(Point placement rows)
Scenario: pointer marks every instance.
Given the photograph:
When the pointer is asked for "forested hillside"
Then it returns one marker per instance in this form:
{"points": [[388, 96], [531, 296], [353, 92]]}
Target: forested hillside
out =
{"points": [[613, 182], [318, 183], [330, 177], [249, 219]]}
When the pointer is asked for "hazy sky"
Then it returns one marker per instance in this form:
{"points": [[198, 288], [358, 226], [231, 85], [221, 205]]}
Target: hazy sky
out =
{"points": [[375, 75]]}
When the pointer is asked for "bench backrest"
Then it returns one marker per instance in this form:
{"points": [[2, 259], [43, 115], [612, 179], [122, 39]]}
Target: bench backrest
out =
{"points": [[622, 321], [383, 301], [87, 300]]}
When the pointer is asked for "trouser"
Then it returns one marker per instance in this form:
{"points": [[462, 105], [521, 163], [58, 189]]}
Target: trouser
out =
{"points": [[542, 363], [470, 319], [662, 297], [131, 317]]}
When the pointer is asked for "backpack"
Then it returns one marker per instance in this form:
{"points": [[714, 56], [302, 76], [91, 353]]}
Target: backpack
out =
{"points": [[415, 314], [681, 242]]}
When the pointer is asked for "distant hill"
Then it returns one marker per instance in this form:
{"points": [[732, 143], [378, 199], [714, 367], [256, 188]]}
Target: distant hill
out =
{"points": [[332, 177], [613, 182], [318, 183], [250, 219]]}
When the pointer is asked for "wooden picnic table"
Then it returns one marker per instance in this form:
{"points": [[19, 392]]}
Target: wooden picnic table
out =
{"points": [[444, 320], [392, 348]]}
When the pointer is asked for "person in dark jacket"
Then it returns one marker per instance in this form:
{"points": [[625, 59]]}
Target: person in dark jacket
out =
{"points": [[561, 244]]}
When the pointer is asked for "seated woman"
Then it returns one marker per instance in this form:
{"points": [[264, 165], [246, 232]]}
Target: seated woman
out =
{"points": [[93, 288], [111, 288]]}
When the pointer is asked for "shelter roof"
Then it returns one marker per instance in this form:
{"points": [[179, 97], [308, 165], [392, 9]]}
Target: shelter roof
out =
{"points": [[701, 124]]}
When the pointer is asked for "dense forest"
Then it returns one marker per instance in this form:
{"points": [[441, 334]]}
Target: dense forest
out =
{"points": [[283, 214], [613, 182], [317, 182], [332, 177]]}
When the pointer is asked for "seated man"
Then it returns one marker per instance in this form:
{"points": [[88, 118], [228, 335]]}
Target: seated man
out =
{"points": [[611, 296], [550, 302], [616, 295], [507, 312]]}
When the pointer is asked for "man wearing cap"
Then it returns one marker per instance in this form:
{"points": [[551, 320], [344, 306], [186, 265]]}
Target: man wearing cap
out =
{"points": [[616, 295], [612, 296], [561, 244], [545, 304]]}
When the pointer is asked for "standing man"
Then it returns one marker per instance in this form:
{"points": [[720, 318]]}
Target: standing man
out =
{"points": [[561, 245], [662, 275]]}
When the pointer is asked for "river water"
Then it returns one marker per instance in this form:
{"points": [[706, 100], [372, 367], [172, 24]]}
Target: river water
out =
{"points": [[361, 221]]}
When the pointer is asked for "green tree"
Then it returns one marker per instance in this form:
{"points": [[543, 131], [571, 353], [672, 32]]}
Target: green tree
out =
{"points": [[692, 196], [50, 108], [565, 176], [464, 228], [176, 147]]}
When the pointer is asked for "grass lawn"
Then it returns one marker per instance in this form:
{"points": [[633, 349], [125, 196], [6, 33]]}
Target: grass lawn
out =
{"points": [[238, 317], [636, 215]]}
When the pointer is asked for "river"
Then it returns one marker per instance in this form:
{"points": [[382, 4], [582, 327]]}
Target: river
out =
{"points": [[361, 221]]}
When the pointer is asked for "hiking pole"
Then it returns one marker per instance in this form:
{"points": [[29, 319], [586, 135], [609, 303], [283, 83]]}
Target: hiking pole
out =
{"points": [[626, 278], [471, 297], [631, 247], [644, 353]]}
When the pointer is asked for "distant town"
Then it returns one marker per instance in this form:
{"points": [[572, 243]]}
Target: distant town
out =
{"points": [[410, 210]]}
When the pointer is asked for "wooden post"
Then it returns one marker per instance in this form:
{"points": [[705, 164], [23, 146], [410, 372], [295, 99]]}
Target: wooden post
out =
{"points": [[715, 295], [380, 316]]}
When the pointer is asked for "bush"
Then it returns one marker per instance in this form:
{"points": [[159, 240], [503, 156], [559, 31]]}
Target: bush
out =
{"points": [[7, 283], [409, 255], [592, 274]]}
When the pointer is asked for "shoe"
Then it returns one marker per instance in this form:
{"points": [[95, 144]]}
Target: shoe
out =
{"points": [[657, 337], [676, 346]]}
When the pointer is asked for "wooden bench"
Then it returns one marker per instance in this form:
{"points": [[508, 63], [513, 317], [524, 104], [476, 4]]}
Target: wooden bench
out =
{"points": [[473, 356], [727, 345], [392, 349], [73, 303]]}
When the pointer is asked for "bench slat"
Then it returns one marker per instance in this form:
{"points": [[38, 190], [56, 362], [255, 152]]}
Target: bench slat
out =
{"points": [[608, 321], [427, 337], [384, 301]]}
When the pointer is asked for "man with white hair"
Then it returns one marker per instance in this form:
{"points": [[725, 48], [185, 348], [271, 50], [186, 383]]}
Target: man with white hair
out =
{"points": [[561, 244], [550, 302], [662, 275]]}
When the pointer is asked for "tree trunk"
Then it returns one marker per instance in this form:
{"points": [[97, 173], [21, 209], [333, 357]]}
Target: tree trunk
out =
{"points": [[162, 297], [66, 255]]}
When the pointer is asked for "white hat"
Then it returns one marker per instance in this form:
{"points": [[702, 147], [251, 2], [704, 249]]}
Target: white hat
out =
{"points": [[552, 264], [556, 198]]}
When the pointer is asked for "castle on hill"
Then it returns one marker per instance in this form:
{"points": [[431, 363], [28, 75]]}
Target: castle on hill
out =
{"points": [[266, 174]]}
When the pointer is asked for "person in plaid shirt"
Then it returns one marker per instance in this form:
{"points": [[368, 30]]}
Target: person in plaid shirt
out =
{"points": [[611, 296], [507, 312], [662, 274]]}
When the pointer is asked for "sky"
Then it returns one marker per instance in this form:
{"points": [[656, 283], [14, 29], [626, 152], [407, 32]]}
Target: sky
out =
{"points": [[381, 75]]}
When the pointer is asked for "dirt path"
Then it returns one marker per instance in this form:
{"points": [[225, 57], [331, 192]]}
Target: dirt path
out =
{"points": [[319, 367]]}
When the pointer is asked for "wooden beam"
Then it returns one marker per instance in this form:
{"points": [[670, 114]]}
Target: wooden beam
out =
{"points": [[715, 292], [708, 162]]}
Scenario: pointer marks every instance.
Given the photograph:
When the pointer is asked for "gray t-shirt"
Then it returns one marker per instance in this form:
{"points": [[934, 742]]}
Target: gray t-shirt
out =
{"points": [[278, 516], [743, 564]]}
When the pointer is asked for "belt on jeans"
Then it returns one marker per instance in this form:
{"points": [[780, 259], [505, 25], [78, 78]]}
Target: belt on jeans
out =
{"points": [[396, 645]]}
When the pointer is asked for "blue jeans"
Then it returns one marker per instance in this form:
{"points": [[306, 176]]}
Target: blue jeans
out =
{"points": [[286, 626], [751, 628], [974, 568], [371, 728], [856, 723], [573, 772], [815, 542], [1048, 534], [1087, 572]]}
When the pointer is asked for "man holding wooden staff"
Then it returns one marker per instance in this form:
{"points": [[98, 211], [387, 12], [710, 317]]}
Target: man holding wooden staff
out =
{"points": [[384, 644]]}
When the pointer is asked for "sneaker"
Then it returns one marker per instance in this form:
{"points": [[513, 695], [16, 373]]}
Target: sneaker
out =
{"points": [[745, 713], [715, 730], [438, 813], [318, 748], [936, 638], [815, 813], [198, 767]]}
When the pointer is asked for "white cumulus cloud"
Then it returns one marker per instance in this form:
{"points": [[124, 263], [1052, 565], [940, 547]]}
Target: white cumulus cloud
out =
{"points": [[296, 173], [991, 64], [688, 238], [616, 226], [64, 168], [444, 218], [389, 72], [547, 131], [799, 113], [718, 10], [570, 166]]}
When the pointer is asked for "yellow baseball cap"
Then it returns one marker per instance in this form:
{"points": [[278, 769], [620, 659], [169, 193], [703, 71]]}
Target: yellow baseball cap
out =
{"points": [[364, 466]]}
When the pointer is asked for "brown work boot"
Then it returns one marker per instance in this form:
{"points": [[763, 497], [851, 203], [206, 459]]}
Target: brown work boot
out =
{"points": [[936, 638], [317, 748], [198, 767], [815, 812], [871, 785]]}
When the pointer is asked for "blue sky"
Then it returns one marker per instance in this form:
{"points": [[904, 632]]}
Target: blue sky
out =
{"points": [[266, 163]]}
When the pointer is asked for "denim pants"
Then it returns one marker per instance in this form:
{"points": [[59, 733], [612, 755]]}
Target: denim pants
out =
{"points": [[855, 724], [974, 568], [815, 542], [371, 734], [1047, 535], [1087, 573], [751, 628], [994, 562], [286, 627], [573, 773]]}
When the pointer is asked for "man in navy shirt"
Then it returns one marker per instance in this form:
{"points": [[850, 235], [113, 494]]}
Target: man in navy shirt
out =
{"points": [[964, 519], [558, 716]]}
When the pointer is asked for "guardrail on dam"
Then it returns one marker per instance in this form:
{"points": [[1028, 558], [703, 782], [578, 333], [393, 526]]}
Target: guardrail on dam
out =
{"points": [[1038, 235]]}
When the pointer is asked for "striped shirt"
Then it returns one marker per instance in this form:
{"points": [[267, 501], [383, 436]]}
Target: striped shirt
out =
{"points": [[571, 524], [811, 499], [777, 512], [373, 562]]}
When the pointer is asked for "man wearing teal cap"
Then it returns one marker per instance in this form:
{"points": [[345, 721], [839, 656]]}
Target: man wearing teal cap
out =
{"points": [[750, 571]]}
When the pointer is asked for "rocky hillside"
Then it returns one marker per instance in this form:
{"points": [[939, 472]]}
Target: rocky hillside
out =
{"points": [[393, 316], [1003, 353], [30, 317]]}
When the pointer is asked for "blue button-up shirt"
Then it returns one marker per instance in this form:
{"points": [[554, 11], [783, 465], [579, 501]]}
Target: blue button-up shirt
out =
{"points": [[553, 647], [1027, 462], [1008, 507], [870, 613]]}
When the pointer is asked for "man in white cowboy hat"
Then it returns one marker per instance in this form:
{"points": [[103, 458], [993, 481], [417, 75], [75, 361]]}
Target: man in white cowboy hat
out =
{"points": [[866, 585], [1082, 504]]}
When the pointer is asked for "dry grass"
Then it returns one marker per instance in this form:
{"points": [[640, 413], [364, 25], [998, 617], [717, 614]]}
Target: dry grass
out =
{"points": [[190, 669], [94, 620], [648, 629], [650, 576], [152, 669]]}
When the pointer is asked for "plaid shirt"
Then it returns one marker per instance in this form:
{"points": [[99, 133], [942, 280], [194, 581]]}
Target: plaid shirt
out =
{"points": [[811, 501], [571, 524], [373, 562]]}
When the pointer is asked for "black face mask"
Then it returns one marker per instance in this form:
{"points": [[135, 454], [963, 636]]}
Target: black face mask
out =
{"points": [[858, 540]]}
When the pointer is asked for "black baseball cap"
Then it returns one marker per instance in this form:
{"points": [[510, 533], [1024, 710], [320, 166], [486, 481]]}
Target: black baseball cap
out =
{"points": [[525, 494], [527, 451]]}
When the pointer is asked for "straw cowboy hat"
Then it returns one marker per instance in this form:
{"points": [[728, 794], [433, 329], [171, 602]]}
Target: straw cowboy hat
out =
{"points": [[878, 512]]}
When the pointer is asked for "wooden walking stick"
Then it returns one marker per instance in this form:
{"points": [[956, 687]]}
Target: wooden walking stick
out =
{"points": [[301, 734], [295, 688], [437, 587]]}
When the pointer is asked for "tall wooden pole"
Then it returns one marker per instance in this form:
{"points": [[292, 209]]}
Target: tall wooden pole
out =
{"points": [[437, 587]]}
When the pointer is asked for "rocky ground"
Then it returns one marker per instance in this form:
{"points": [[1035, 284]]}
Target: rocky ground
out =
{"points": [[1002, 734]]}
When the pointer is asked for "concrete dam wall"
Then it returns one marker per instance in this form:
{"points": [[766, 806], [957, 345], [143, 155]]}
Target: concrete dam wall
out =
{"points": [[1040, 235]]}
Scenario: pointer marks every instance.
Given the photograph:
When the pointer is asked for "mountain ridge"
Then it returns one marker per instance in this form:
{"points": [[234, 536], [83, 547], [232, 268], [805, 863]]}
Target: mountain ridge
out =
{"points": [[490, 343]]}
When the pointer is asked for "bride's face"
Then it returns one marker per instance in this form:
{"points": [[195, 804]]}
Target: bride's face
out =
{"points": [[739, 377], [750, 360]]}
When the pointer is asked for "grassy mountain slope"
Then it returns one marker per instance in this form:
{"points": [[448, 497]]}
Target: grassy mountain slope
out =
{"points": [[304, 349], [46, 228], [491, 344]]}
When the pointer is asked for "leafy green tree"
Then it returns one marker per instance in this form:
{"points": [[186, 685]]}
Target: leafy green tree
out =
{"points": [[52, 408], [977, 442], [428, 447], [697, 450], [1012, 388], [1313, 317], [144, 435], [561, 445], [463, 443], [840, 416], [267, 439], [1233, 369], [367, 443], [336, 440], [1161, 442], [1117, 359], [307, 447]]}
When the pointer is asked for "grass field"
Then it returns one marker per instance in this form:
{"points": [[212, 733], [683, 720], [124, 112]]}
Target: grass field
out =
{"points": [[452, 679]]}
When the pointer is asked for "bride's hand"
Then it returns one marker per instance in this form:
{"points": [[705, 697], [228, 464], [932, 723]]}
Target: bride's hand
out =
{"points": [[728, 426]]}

The task: How many lines in the rows contain the word "field"? Reply with the number alone.

The output: 2